-- GIVEN PASSAGE --
━━━━━━━━━━━━━━━━

2. AGREEMENT TO TENDER
(a) This Agreement when signed and delivered by a Seller to Parent
and the Offeror will constitute the agreement of that Seller,
among other things, to irrevocably accept the Offer and
validly to tender or cause to be tendered and to do or to
cause to be done all acts and things (including exercising or
converting, as applicable, all Rights held by such Seller) to
tender the Subject Shares owned by that Seller under the Offer
on the terms and conditions set out herein.
(b) Each of the Sellers shall:
(i) irrevocably and unconditionally deposit or cause to
be deposited with the designated depositary under the
Offer (the "DEPOSITARY") in response to the Offer all
of the Subject Shares (other than Subject Shares
issuable upon the exercise or conversion of Rights,
which shall be deposited as described below), free
and clear of all Encumbrances (as defined herein), in
accordance with the terms of the Offer (together with
a duly executed letter of transmittal in respect of
such Shares completed in accordance with the Offer)
as soon as reasonably practicable but in any event
not later than two business days following the date
of mailing of the Bid Circular or in the case of the
deposit of Holdco Shares as contemplated by the
Support Agreement, no later than 5:00 p.m. (Toronto
time) on the seventh business
- 3 -
day prior to the Expiry Time (in which case the
Seller shall enter into a Holdco Agreement as
provided in the Support Agreement); and
(ii) irrevocably and unconditionally deposit or cause to
be deposited any Shares issuable upon exercise or
conversion of all Rights it holds, free and clear of
all Encumbrances, by providing the Depositary or
another entity designated by the Offeror (which may
be the Company's transfer agent) as soon as
reasonably practicable, but in any event not later
than two business days following the date of mailing
of the Bid Circular, with a completed notice of
guaranteed delivery in form acceptable to the Offeror
accepting the Offer and providing for the tendering
of the Subject Shares issuable upon the exercise of
Rights to the Offer, together with an irrevocable
direction to exercise all such Rights and to remit a
portion of the payment therefor equal to the
aggregate exercise price of the Rights to the Company
and to deliver the Subject Shares issuable upon the
exercise or conversion thereof to the Offer (together
with a duly executed letter of transmittal completed
in accordance with the Offer or such other
documentation that the Offeror may reasonably require
in respect of such Shares, including documentation
evidencing ownership of such Rights), such exercise
to be effective upon receipt by the Depositary or
such other designee of notice from the Offeror that
it is taking up Shares tendered to the Offer,
and thereafter, none of the Sellers shall withdraw or permit
its Subject Shares (including Rights exercisable for or
convertible into Subject Shares) to be withdrawn from the
Offer (notwithstanding any statutory or other legal or
equitable rights), unless this Agreement is terminated in
accordance with its terms. The Offeror will take up and pay
for the Subject Shares deposited under the Offer by a Seller
in accordance with the terms of the Offer within the periods
required by applicable Securities Laws and upon the conditions
of the Offer having been satisfied or waived by the Offeror.

━━━━━━━━━━━━━━━━

[Point labeling examples]

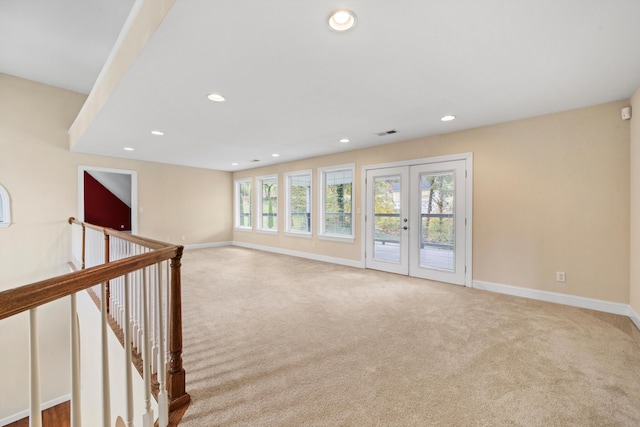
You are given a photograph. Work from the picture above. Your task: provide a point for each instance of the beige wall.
(635, 205)
(41, 177)
(551, 193)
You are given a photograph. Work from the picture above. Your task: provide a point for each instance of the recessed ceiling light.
(342, 20)
(216, 97)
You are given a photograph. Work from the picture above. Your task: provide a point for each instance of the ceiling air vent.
(389, 132)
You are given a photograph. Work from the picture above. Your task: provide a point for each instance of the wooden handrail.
(23, 298)
(27, 297)
(142, 241)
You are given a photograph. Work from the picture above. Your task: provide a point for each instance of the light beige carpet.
(272, 340)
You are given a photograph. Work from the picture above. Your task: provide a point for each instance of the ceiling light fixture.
(342, 20)
(216, 97)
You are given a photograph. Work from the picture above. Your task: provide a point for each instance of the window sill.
(272, 232)
(297, 234)
(341, 239)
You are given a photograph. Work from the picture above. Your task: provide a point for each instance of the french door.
(416, 220)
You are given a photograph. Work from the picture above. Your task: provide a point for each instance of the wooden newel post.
(176, 379)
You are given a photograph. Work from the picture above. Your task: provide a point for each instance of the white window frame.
(5, 219)
(322, 173)
(287, 179)
(260, 187)
(236, 204)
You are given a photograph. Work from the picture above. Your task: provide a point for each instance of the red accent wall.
(102, 207)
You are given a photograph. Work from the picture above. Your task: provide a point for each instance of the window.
(5, 208)
(299, 202)
(243, 203)
(336, 202)
(268, 203)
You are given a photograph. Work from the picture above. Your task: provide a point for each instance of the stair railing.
(138, 288)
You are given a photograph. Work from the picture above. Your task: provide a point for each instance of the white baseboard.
(572, 300)
(307, 255)
(634, 317)
(43, 406)
(206, 245)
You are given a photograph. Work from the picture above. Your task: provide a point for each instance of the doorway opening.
(108, 198)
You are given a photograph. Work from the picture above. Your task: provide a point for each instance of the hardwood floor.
(58, 416)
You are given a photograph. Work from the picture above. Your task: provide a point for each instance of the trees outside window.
(336, 201)
(299, 202)
(268, 203)
(243, 189)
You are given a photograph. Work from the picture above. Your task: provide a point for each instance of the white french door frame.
(468, 159)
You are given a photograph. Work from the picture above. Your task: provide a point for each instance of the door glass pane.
(387, 218)
(437, 231)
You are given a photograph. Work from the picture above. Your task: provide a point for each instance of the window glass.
(299, 202)
(243, 203)
(336, 202)
(268, 203)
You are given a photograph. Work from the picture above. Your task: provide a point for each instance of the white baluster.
(153, 292)
(106, 388)
(35, 416)
(147, 418)
(75, 365)
(163, 405)
(127, 355)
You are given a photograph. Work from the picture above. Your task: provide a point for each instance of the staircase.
(135, 283)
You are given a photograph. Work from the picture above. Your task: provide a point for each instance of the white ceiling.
(295, 87)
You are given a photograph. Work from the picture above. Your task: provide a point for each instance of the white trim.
(634, 317)
(287, 200)
(555, 297)
(306, 255)
(322, 172)
(425, 160)
(303, 234)
(259, 214)
(24, 414)
(468, 158)
(236, 199)
(134, 192)
(337, 238)
(267, 231)
(5, 218)
(206, 245)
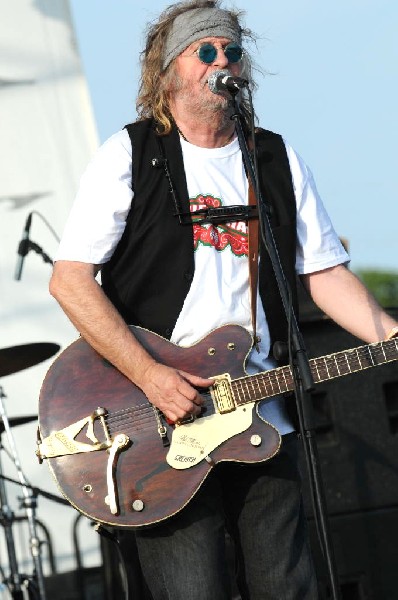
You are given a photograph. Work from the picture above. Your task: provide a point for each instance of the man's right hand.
(172, 391)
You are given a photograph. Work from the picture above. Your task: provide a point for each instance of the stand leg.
(29, 503)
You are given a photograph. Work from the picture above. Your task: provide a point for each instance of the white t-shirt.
(219, 292)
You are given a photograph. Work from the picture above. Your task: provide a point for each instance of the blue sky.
(330, 88)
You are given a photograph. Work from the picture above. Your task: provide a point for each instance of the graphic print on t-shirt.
(229, 235)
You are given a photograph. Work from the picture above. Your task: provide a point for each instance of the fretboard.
(280, 380)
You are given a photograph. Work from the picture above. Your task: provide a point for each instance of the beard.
(200, 101)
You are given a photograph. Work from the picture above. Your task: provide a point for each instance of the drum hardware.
(15, 359)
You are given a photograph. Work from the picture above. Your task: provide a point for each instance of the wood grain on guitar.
(123, 464)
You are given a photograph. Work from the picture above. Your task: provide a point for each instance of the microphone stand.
(29, 503)
(302, 376)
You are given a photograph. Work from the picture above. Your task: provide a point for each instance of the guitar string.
(374, 351)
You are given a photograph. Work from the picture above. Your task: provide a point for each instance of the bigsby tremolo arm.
(222, 394)
(63, 442)
(121, 440)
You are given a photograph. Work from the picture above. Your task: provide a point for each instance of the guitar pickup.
(222, 395)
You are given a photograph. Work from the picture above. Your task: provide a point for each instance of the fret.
(353, 360)
(391, 348)
(371, 356)
(348, 362)
(384, 354)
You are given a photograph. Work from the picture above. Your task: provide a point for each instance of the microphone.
(23, 248)
(223, 81)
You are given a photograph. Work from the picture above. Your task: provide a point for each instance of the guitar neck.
(278, 381)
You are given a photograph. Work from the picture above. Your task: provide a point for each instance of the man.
(183, 280)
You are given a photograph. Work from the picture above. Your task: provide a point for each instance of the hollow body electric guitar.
(117, 460)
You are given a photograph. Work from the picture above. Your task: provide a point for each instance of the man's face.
(191, 75)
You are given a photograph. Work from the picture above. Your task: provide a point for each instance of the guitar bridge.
(63, 442)
(222, 395)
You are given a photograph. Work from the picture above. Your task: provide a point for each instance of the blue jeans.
(185, 558)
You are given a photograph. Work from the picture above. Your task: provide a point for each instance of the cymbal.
(16, 358)
(14, 421)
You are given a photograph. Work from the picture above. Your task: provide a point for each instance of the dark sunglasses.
(207, 52)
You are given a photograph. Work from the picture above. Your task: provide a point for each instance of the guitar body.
(147, 488)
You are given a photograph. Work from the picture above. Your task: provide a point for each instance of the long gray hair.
(153, 98)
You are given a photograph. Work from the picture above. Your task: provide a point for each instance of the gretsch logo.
(232, 235)
(182, 458)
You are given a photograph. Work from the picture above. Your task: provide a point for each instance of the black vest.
(151, 270)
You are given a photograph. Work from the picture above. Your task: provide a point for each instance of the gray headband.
(196, 24)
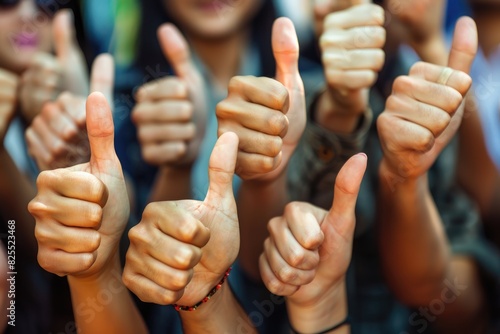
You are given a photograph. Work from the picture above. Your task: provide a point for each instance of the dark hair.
(150, 59)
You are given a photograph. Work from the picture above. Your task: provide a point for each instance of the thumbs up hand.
(425, 109)
(181, 250)
(351, 41)
(308, 251)
(57, 137)
(268, 115)
(48, 75)
(81, 211)
(170, 113)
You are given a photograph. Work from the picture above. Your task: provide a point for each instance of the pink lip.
(25, 40)
(213, 6)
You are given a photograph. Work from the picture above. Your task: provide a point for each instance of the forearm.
(330, 311)
(171, 184)
(104, 305)
(414, 249)
(476, 172)
(221, 314)
(258, 202)
(16, 192)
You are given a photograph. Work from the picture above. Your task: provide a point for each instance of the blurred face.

━━━━━━━━━━━━━━━━

-- REQUEST --
Pick up the share tender agreement clause after its final sentence and keep writing it.

-- OUTPUT BELOW --
(c) For greater certainty, for the purposes of this Agreement, the
term "SUBJECT SHARES" shall refer to Shares which each Seller
is required to tender under the Offer and shall include all
shares or other securities into or for which the Subject
Shares may be converted, exchanged or otherwise changed
pursuant to any reorganization, merger, amalgamation or other
transaction involving the Company prior to the acquisition of
the Subject Shares by the Offeror, and shall also include any
and all distributions of cash, securities or other property
made with respect to such Shares on or after the date hereof,
and in the event that the Seller elects to tender Holdco
Shares in accordance with the Support Agreement, the term
"Subject Shares" shall include Holdco Shares.
3. CONDITIONS TO MAKING THE OFFER
The obligation of the Offeror to make the Offer is conditional on the
prior satisfaction of the conditions set forth in Subsection 1.1(h) of
the Support Agreement, any or all of
- 4 -
which may be waived by the Offeror in whole or in part in its sole
discretion without prejudice to any other rights it may have under the
Support Agreement or otherwise.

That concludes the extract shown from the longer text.